What is required:
Reproduce every entry that follows word for word, but omit the images.

Supplied material:
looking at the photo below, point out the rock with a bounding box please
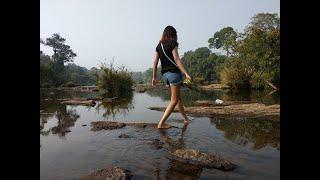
[194,100,254,107]
[62,129,71,133]
[199,84,230,90]
[79,166,132,180]
[91,121,126,131]
[86,97,103,101]
[82,124,87,127]
[168,149,236,171]
[61,100,96,106]
[118,134,130,138]
[150,139,164,150]
[103,97,119,103]
[149,103,280,121]
[134,86,147,93]
[56,98,72,101]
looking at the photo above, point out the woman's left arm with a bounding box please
[152,52,160,86]
[172,47,191,79]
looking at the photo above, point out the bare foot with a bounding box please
[157,123,171,129]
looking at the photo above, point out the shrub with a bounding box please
[66,81,76,87]
[97,62,133,97]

Output below:
looking at the photo below, point out the rock with a bounding box please
[194,100,254,107]
[62,129,71,133]
[199,84,230,90]
[79,166,132,180]
[91,121,126,131]
[86,97,103,101]
[82,124,87,127]
[168,149,236,171]
[61,100,96,106]
[118,134,130,138]
[150,139,164,150]
[103,97,119,103]
[149,103,280,121]
[134,86,147,93]
[56,98,72,101]
looking at the photo above, point out the woman's left arm with a bounding box please
[152,52,160,86]
[172,47,191,79]
looking at the photo above, point out the bare foot with a bounding box please
[157,123,171,129]
looking at the photo above, point out the shrub with a bounding box please
[66,81,76,87]
[97,62,133,97]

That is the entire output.